▶ [WHAT YOU WILL DO]: Return every line of the items below that contains the word "vest", copying each such line in full.

★ ★ ★ ★ ★ ★ ★

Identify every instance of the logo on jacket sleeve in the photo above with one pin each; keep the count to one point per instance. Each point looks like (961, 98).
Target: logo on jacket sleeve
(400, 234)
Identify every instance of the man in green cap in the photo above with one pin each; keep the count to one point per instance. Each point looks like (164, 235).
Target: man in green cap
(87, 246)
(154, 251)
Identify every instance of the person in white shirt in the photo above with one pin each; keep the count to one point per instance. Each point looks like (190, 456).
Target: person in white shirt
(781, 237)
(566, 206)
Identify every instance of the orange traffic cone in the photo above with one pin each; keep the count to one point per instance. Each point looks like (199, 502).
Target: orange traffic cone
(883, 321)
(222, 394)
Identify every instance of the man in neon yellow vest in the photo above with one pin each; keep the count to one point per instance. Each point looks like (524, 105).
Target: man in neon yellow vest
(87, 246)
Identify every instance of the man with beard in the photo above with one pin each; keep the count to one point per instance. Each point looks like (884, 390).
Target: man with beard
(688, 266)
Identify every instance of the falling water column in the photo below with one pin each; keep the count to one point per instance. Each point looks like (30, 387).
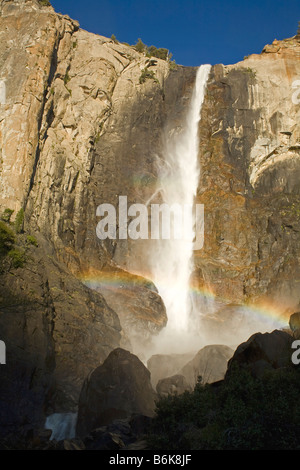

★ ★ ★ ★ ★ ★ ★

▶ [THE OUTPUT]:
Identify every instance of the man in neon yellow vest in the photo above with one pin each; keep the count to one point per instance. Each point looks like (524, 105).
Target: man in neon yellow vest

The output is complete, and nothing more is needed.